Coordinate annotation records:
-------

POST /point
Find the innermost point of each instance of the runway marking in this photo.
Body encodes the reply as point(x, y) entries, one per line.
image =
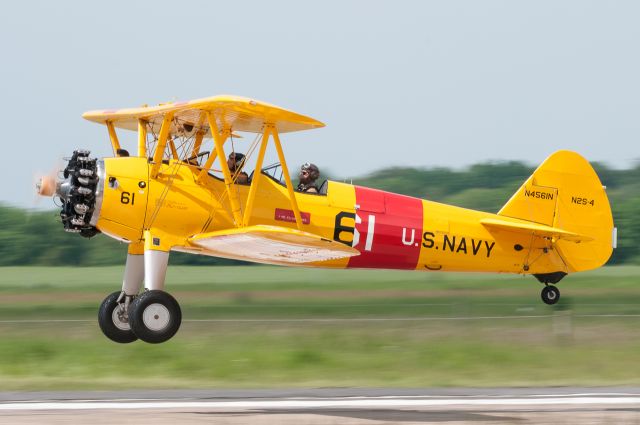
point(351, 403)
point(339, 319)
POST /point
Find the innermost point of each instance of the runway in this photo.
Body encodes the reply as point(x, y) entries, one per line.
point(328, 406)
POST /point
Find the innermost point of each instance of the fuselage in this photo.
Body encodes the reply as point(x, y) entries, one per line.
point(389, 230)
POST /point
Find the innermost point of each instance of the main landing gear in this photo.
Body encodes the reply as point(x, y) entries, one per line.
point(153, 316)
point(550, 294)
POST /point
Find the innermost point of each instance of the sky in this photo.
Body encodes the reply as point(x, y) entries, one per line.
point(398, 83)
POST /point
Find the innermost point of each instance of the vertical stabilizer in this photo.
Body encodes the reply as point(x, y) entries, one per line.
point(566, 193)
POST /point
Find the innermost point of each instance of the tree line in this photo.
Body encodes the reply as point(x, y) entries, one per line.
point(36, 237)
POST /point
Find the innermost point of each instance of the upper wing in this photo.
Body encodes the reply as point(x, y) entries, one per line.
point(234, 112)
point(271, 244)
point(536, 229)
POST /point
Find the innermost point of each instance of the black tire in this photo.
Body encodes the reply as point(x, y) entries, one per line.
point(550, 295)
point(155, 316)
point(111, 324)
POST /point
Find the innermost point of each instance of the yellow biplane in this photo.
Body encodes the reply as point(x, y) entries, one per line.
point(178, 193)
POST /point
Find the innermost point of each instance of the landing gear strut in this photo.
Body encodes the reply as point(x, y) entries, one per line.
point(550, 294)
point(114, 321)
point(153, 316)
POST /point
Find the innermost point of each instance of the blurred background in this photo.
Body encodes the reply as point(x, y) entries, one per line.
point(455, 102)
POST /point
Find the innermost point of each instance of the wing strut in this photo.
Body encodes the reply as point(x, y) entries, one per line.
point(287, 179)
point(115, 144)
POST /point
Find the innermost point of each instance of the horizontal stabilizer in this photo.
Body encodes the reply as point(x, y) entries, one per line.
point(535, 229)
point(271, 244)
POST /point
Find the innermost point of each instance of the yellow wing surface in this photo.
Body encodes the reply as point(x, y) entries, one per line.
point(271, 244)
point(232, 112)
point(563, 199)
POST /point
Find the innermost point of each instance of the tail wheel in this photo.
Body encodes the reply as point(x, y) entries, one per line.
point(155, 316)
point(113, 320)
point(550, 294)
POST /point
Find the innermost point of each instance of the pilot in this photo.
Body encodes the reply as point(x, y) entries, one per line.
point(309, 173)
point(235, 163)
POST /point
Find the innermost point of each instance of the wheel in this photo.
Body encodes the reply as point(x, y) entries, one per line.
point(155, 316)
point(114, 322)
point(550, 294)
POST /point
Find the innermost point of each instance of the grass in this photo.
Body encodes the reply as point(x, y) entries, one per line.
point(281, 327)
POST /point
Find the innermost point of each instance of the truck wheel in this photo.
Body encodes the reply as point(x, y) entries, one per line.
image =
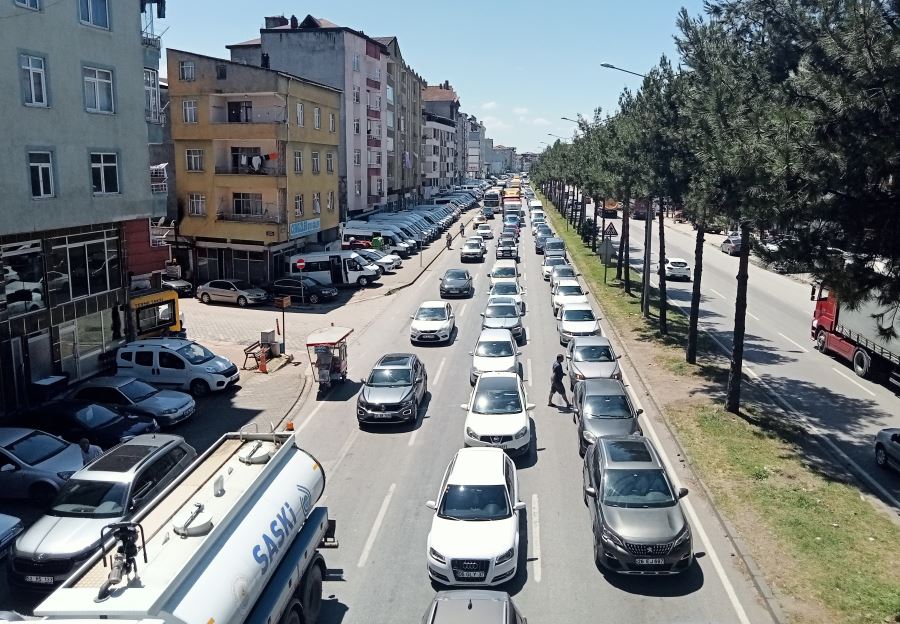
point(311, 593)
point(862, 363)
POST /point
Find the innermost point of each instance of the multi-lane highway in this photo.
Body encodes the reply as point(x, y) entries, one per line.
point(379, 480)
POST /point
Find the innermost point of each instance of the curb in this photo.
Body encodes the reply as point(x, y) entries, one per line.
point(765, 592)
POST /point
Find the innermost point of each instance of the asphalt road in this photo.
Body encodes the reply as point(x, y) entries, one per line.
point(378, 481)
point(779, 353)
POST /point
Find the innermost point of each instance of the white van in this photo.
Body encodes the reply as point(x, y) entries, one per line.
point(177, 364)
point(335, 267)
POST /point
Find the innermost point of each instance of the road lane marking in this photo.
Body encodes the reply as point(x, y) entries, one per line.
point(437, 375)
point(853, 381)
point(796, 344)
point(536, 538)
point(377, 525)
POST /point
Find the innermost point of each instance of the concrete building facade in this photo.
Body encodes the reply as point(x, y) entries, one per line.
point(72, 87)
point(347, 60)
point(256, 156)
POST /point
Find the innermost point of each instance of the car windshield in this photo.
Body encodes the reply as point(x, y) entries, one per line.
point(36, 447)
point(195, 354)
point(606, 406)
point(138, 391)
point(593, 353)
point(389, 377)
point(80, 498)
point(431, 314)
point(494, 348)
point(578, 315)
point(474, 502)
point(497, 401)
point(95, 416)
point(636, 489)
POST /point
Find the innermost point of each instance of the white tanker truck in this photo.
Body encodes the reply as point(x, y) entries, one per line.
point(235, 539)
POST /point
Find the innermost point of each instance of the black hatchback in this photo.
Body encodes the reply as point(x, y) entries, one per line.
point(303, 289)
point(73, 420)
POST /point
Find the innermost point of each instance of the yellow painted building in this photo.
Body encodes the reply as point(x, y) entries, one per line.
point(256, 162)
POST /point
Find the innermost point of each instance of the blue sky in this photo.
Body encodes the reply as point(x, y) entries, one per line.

-------

EXERCISE PROMPT —
Set the listing down in full and exactly. Pictures within it should not appear in the copy.

EXPECTED ANSWER —
POST /point
Find the innermost point of each instance of the runway marking in this photo.
Body encodes the reply as point(x, y) entries, one per line.
image =
point(351, 403)
point(339, 319)
POST /point
Find the innermost point of each instance of the runway in this photo.
Body encodes the reply as point(x, y) entries, one per line.
point(328, 406)
POST /point
Find the innermost point of each instance of the fuselage in this photo.
Body encodes the reply as point(x, y) entries, one per line.
point(389, 230)
POST /point
Find the innermost point of each instance of the main landing gear in this photo.
Body encodes the reply as point(x, y) entries, one per line.
point(153, 316)
point(550, 294)
POST /point
Find the innermost point of each instance of the sky in this photo.
Body encodes the reply as point(x, y) entries, one per line.
point(398, 83)
POST /point
Find the innermost point of each instance of the vertical stabilizer in this photo.
Body encodes the reply as point(x, y) entries, one per line.
point(566, 193)
POST /point
Find the innermost point of each instance of the tree line in this photo.
Body encodes the reply as point(x, y) entries, one per line.
point(36, 237)
POST /point
Find the innermost point of each instance of the upper wing in this photo.
Body encodes the reply as point(x, y) entries, one per line.
point(234, 112)
point(271, 244)
point(536, 229)
POST /point
Find the innermost point of each instance of the black tire in this photo.
Body encodes the reply as point(x, y) entries, one per line.
point(550, 295)
point(155, 316)
point(111, 324)
POST /point
Find the innermost point of each instance of the yellow biplane in this photo.
Body encodes the reply as point(x, y) entries, one per line.
point(178, 193)
POST /point
Find the innermost point of each instance of the landing gear strut in this photo.
Body encodes the reply as point(x, y) entries, one per line.
point(550, 294)
point(114, 321)
point(153, 316)
POST /point
Find the innermost point of each instance of the blurred background in this photo.
Body encodes the reply as point(x, y) entries, one per line.
point(455, 102)
POST /point
Find the innermost point of each instance of the wing strut in this photo.
Body encodes the reply as point(x, y) entries, one per line.
point(287, 179)
point(115, 144)
POST /point
Find the innermost point of each instance of the horizontal stabilizer in this photo.
Body encodes the reply as point(x, y) entries, one per line.
point(535, 229)
point(271, 244)
POST /point
Find the innermost point of each instance of the yellow wing surface in this photo.
Body encodes the reply as point(x, y) entries, one per line.
point(271, 244)
point(232, 112)
point(563, 199)
POST /point
Find the innermost point of each instance of the tail wheel in this photo.
Body encodes the reply as point(x, y) entries, one per line.
point(155, 316)
point(113, 320)
point(550, 294)
POST /point
Find the innermost point of each instance of the pilot in this photo.
Body encodes the reply as point(x, y) entries, one per line.
point(309, 173)
point(235, 163)
POST /point
Find the innermost point of each instance of the wheel in this photo.
Body encodes the reply as point(x, y) entries, one per line.
point(155, 316)
point(114, 322)
point(550, 294)
POST /point
Find the innermost point of each instance of the grass in this photo.
Body encodes the reply as point(x, y) entries, one per line.
point(281, 327)
POST /point
Find the innermost point of each instance of the truck wheel in this photo.
Body encodes the reply as point(x, y) entries, one per line.
image =
point(311, 593)
point(862, 363)
POST /point
Find the innermost point of each instance of the multi-lane highway in this photo.
Body encodes the reply as point(x, y) entries, one per line.
point(379, 480)
POST /point
Find the innermost point of each instance of the curb in this photo.
Body encodes the reply as point(x, y) entries, one per line.
point(765, 592)
POST /point
Find the innermost point of each instance of the asphalt road in this photo.
Body encodes the reply as point(x, y) entries, one per line.
point(378, 481)
point(779, 353)
POST /point
Find the innermost point of each instance of the white van in this photo.
Body encodes the reply as point(x, y) entries, one per line.
point(177, 364)
point(335, 267)
POST /point
Find the innermost point of each instance of the road lane marking in this photo.
Body encodes the reply as point(x, y) entries, one per line.
point(437, 375)
point(853, 381)
point(796, 344)
point(536, 538)
point(377, 525)
POST /point
Find the innermost point of each instance of the concrete building facade in this photo.
Body encodes the reply as point(x, y) entries, one per line.
point(72, 87)
point(347, 60)
point(256, 156)
POST /point
Find the innermost point of each instance of the car windshield in this photo.
Body encodes the reply as point(x, y) entries, one per line.
point(36, 447)
point(195, 354)
point(606, 406)
point(138, 391)
point(593, 353)
point(389, 377)
point(80, 498)
point(431, 314)
point(494, 348)
point(578, 315)
point(474, 502)
point(497, 401)
point(95, 416)
point(636, 489)
POST /point
Find the innermost point of each instance of the white tanker truck in this photo.
Body encodes the reply as point(x, y) entries, one per line.
point(235, 539)
POST /point
Find the innermost point of each instance of the black hatchback in this photo.
Body encodes the reply as point(x, y) entries, one per line.
point(303, 289)
point(73, 420)
POST /point
Find the innermost point of each instance of the yellow painted building in this photo.
Body encodes the reply as point(x, y) entries, one per line.
point(256, 162)
POST /point
Find the innermost point of each instance of the blue sky in this photo.
Body encodes the reply as point(x, y) entries, one per line.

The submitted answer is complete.